Task objective: Look through the data below and show every line that includes "refer".

[Input for this task — start]

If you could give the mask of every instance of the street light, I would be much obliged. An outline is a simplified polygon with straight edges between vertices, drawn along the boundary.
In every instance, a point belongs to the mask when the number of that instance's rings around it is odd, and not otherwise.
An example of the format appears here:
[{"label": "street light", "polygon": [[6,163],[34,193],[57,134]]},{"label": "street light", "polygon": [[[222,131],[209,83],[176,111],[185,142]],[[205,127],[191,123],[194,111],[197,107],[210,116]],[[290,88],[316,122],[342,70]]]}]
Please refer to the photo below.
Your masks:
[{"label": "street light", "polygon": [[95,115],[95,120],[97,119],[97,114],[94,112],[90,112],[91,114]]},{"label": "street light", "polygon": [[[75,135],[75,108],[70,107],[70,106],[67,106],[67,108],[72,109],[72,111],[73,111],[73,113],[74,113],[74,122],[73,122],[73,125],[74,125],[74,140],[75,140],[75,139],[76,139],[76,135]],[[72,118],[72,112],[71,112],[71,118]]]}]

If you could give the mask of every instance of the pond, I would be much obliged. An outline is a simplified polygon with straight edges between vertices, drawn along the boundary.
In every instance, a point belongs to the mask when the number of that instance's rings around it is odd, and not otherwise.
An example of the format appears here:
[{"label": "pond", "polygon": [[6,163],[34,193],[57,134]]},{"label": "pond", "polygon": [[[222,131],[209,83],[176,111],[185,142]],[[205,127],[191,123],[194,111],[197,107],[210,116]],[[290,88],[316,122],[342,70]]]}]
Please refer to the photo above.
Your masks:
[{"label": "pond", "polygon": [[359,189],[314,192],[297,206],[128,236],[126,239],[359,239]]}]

[Input for this task — finish]

Result of this exercise:
Please refer to the photo below.
Please refer to the photo above.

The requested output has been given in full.